EXERCISE:
Reproduce the rows below line for line, with no changes.

Data entries:
┌──

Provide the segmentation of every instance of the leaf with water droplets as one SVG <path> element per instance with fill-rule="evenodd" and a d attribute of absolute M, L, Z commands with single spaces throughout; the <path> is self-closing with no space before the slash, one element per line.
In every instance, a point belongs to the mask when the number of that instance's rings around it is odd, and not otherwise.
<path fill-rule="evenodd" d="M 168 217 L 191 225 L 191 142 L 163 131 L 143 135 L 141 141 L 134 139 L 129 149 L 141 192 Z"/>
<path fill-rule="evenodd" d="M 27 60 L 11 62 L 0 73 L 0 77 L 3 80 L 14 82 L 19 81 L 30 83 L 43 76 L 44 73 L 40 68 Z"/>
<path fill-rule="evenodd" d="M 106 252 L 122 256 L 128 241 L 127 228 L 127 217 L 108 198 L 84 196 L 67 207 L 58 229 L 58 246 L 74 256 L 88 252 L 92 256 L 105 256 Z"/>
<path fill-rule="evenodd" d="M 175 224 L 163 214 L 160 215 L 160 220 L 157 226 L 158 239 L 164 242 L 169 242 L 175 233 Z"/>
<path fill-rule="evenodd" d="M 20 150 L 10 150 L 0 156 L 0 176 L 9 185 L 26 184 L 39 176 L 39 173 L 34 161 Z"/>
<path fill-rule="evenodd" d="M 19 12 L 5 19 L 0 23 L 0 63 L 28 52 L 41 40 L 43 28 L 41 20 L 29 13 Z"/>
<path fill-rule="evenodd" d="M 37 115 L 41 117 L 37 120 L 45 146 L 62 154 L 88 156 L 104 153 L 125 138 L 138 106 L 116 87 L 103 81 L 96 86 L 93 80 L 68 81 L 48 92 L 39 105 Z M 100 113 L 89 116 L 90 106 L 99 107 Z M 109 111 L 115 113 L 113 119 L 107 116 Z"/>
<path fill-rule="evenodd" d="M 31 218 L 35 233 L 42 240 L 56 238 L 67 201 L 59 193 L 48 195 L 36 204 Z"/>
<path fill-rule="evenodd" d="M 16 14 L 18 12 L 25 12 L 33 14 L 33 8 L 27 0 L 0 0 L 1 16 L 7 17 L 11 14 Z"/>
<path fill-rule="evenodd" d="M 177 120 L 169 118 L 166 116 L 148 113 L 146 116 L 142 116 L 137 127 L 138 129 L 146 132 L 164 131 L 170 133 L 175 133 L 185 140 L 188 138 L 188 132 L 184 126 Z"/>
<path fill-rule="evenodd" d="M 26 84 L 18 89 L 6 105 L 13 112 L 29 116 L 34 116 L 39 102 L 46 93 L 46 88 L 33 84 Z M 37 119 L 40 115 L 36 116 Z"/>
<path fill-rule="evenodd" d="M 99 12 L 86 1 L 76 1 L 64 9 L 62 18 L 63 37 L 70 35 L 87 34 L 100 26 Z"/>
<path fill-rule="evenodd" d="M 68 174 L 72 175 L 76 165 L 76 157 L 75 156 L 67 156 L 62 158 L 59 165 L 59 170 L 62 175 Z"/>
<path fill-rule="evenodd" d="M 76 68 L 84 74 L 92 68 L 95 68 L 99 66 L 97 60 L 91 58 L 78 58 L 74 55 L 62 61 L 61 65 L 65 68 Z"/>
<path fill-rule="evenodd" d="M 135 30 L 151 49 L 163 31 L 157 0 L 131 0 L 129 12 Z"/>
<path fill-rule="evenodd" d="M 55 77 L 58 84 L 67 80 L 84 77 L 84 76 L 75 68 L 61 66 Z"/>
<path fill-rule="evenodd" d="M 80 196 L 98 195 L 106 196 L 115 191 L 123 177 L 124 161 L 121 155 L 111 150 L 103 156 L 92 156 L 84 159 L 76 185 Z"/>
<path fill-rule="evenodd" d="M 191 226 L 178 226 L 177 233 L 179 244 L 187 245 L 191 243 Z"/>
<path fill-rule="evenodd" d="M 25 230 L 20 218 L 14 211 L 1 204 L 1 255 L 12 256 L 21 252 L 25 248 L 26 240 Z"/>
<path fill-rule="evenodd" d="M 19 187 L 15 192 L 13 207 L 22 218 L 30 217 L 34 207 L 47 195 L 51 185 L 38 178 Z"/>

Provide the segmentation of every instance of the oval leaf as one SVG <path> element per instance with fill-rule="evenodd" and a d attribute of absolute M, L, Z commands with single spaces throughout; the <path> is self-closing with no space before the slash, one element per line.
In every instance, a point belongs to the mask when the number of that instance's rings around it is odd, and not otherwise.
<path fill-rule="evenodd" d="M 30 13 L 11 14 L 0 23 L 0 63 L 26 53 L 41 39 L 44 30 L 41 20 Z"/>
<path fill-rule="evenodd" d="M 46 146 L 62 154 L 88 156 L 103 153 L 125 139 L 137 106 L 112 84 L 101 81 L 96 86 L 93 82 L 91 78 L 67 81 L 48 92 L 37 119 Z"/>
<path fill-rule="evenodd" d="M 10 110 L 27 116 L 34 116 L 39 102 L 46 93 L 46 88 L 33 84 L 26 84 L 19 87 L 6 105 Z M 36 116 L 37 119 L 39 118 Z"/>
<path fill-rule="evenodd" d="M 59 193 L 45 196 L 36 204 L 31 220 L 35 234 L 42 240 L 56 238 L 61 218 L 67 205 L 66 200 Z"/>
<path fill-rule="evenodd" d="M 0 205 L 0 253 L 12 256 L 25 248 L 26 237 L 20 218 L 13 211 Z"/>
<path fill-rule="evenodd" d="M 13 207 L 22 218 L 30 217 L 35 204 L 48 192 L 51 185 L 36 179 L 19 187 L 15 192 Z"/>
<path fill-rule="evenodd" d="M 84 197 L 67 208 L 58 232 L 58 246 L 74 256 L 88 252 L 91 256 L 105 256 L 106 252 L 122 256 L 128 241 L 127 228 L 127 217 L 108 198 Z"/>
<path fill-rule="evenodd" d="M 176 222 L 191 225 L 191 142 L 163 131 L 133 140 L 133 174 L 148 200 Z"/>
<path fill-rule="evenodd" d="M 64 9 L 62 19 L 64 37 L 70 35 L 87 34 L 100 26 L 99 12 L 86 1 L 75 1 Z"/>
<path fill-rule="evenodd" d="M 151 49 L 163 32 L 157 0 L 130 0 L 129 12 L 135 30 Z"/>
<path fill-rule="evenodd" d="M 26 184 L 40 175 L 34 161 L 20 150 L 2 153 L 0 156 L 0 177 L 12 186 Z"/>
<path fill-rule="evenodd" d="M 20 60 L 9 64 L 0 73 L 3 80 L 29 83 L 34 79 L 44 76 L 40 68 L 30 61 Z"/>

└──

TASK ANSWER:
Provide the segmentation of every instance of the leaf with water droplets as one SVG <path> element per instance with fill-rule="evenodd" and a d attribute of absolute M, L, Z commands with single spaces throughout; the <path> is self-closing with no space before the slash, one element per line.
In every instance, a point belongs to the mask when the number of that instance's rings around it is odd, and not otherwise.
<path fill-rule="evenodd" d="M 168 217 L 191 225 L 191 142 L 163 131 L 143 135 L 141 141 L 134 139 L 129 149 L 141 192 Z"/>
<path fill-rule="evenodd" d="M 27 60 L 11 62 L 0 73 L 0 77 L 3 80 L 14 82 L 19 81 L 30 83 L 43 76 L 44 73 L 40 68 Z"/>
<path fill-rule="evenodd" d="M 106 252 L 122 256 L 128 241 L 127 228 L 127 217 L 108 198 L 84 196 L 67 207 L 58 229 L 58 246 L 74 256 L 88 252 L 92 256 L 105 256 Z"/>
<path fill-rule="evenodd" d="M 175 224 L 163 214 L 160 215 L 160 220 L 157 226 L 158 239 L 164 242 L 169 242 L 175 233 Z"/>
<path fill-rule="evenodd" d="M 20 150 L 10 150 L 0 156 L 0 176 L 9 185 L 26 184 L 39 176 L 39 173 L 34 161 Z"/>
<path fill-rule="evenodd" d="M 19 12 L 5 19 L 0 23 L 0 63 L 28 52 L 41 40 L 43 28 L 41 20 L 29 13 Z"/>
<path fill-rule="evenodd" d="M 37 115 L 41 117 L 37 120 L 45 146 L 62 154 L 88 156 L 104 153 L 125 138 L 138 106 L 116 87 L 103 81 L 96 86 L 93 80 L 68 81 L 48 92 L 39 105 Z M 100 113 L 89 116 L 90 106 L 99 107 Z M 109 111 L 115 113 L 113 119 L 107 116 Z"/>
<path fill-rule="evenodd" d="M 31 218 L 35 233 L 42 240 L 56 238 L 67 201 L 59 193 L 48 195 L 36 204 Z"/>
<path fill-rule="evenodd" d="M 16 14 L 18 12 L 25 12 L 33 14 L 33 8 L 27 0 L 0 0 L 1 16 L 7 17 L 11 14 Z"/>
<path fill-rule="evenodd" d="M 177 120 L 169 118 L 166 116 L 148 113 L 146 116 L 142 116 L 137 127 L 138 129 L 146 132 L 164 131 L 170 133 L 175 133 L 185 140 L 188 138 L 188 132 L 184 126 Z"/>
<path fill-rule="evenodd" d="M 26 84 L 18 89 L 6 105 L 13 112 L 29 116 L 34 116 L 39 102 L 46 93 L 46 88 L 33 84 Z M 37 119 L 40 115 L 36 116 Z"/>
<path fill-rule="evenodd" d="M 99 12 L 86 1 L 76 1 L 64 9 L 62 18 L 63 37 L 70 35 L 87 34 L 100 26 Z"/>
<path fill-rule="evenodd" d="M 68 174 L 72 175 L 76 165 L 76 157 L 75 156 L 67 156 L 62 158 L 59 165 L 59 170 L 62 175 Z"/>
<path fill-rule="evenodd" d="M 76 68 L 84 74 L 92 68 L 95 68 L 99 66 L 97 60 L 91 58 L 78 58 L 74 55 L 62 61 L 61 65 L 65 68 Z"/>
<path fill-rule="evenodd" d="M 135 30 L 151 49 L 163 31 L 157 0 L 131 0 L 129 12 Z"/>
<path fill-rule="evenodd" d="M 55 77 L 58 84 L 67 80 L 84 77 L 84 76 L 75 68 L 61 66 Z"/>
<path fill-rule="evenodd" d="M 80 196 L 98 195 L 106 196 L 115 191 L 123 177 L 124 161 L 121 155 L 111 150 L 103 156 L 92 156 L 84 159 L 76 185 Z"/>
<path fill-rule="evenodd" d="M 191 226 L 178 226 L 177 233 L 179 244 L 187 245 L 191 243 Z"/>
<path fill-rule="evenodd" d="M 25 230 L 20 218 L 14 211 L 1 204 L 1 255 L 12 256 L 21 252 L 25 248 L 26 240 Z"/>
<path fill-rule="evenodd" d="M 19 187 L 15 192 L 13 207 L 22 218 L 30 217 L 34 207 L 47 195 L 51 185 L 38 178 Z"/>

Provide the segmentation of every instance of the oval leaf as one SVG <path> element per instance with fill-rule="evenodd" and a d attribute of absolute M, L, Z commands with single spaces throughout; the <path> is self-closing with no space before the slash, one element per line.
In every instance, a point belongs to the mask when the number of that instance's rings around it is odd, and not otherwise.
<path fill-rule="evenodd" d="M 30 13 L 11 14 L 0 23 L 0 63 L 26 53 L 41 39 L 44 30 L 41 20 Z"/>
<path fill-rule="evenodd" d="M 46 146 L 62 154 L 88 156 L 103 153 L 125 139 L 137 106 L 112 84 L 101 81 L 96 86 L 93 82 L 91 78 L 67 81 L 48 92 L 37 119 Z"/>
<path fill-rule="evenodd" d="M 10 110 L 27 116 L 34 116 L 39 102 L 46 93 L 46 88 L 33 84 L 26 84 L 19 87 L 6 105 Z M 36 116 L 37 119 L 39 118 Z"/>
<path fill-rule="evenodd" d="M 59 193 L 45 196 L 36 204 L 31 220 L 35 234 L 42 240 L 56 238 L 61 218 L 67 205 L 66 200 Z"/>
<path fill-rule="evenodd" d="M 0 205 L 0 253 L 12 256 L 25 248 L 26 237 L 20 218 L 13 211 Z"/>
<path fill-rule="evenodd" d="M 13 207 L 22 218 L 30 217 L 35 204 L 48 192 L 51 185 L 36 179 L 19 187 L 15 192 Z"/>
<path fill-rule="evenodd" d="M 84 197 L 67 208 L 58 232 L 58 246 L 74 256 L 88 252 L 91 256 L 105 256 L 106 252 L 122 256 L 128 241 L 127 228 L 127 217 L 108 198 Z"/>
<path fill-rule="evenodd" d="M 176 222 L 191 225 L 191 142 L 163 131 L 133 140 L 133 174 L 148 200 Z"/>
<path fill-rule="evenodd" d="M 64 9 L 62 19 L 64 37 L 70 35 L 87 34 L 100 26 L 99 12 L 86 1 L 75 1 Z"/>
<path fill-rule="evenodd" d="M 151 49 L 163 32 L 157 0 L 130 0 L 129 12 L 135 30 Z"/>
<path fill-rule="evenodd" d="M 26 184 L 40 175 L 34 161 L 20 150 L 2 153 L 0 156 L 0 177 L 12 186 Z"/>
<path fill-rule="evenodd" d="M 20 60 L 9 64 L 0 73 L 3 80 L 29 83 L 34 79 L 44 76 L 40 68 L 30 61 Z"/>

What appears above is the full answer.